# GOAL
Locate every line in the material below that contains the string "limestone", and copy each of those lines in full. Matches are case-sensitive.

# INFORMATION PROVIDED

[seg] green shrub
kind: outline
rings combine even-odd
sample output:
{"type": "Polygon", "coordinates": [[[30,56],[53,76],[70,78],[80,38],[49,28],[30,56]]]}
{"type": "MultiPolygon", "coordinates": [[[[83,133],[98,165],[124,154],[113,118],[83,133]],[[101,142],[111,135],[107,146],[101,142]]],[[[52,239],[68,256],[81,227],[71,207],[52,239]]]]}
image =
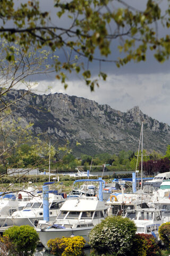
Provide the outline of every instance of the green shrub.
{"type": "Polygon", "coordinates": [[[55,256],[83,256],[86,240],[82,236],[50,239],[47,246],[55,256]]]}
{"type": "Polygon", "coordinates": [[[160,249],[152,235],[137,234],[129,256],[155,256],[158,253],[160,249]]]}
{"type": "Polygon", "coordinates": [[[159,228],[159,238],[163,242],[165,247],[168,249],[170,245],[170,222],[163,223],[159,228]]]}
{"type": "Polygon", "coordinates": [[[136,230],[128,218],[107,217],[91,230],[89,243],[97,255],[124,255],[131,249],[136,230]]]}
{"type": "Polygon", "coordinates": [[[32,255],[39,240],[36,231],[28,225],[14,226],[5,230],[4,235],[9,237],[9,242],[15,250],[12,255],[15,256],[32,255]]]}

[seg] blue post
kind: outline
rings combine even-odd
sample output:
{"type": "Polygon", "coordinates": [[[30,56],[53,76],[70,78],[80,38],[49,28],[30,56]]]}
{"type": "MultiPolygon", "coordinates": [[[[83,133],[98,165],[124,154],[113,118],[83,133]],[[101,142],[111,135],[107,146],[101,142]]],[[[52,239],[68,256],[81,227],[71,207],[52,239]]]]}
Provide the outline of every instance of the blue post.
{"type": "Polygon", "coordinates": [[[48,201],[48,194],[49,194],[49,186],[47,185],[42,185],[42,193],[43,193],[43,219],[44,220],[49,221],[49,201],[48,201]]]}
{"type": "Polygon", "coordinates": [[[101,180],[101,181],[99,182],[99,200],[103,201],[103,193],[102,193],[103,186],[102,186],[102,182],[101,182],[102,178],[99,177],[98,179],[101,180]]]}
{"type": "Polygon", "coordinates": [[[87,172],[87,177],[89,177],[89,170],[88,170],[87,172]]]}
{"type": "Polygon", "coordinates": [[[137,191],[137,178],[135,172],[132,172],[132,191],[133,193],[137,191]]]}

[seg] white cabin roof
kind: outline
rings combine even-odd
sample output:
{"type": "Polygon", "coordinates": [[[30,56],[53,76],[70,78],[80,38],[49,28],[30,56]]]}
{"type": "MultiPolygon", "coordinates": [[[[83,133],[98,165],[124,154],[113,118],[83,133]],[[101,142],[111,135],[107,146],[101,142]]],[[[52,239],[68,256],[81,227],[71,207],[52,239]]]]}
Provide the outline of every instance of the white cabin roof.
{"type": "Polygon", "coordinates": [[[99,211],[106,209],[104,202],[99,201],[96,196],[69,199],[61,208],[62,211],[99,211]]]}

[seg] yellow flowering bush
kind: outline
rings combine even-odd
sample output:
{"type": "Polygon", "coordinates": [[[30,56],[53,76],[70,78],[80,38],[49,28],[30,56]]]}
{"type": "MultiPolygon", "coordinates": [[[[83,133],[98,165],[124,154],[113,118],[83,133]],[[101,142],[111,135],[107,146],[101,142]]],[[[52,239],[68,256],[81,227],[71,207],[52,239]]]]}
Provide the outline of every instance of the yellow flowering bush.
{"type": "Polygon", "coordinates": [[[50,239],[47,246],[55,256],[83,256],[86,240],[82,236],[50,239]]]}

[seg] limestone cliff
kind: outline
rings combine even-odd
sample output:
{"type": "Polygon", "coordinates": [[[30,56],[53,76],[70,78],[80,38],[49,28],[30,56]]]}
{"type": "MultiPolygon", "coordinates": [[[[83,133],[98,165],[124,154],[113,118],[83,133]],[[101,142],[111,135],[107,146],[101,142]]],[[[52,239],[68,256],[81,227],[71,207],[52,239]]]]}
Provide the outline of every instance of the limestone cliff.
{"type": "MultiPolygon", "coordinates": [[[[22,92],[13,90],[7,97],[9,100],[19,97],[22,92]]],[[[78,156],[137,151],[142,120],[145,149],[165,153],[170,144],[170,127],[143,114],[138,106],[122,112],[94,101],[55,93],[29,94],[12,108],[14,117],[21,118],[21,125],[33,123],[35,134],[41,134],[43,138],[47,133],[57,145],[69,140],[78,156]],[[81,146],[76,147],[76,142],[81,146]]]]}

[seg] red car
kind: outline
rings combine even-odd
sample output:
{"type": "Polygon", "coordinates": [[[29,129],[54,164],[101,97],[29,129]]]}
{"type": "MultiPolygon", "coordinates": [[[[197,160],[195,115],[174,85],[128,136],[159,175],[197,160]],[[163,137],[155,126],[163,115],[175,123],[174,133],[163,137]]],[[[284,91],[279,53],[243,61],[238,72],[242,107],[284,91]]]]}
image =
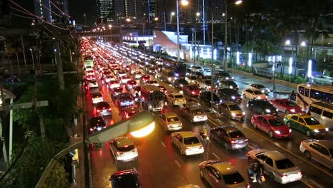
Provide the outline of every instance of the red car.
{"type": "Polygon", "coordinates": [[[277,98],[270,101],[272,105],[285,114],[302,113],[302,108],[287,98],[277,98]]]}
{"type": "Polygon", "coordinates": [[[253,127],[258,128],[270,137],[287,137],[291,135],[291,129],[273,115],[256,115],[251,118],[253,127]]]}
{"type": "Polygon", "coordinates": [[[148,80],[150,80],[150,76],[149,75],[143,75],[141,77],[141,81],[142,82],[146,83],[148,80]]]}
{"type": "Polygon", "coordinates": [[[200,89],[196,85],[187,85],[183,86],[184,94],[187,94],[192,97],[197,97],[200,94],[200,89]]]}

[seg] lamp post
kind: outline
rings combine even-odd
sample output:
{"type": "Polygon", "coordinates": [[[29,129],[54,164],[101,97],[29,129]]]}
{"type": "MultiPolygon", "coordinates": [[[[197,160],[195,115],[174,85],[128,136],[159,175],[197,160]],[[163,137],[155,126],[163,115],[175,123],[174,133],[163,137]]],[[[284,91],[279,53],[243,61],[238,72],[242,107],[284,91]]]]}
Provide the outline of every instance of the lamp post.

# FINISHED EXERCISE
[seg] limestone cliff
Provide the outline of every instance of the limestone cliff.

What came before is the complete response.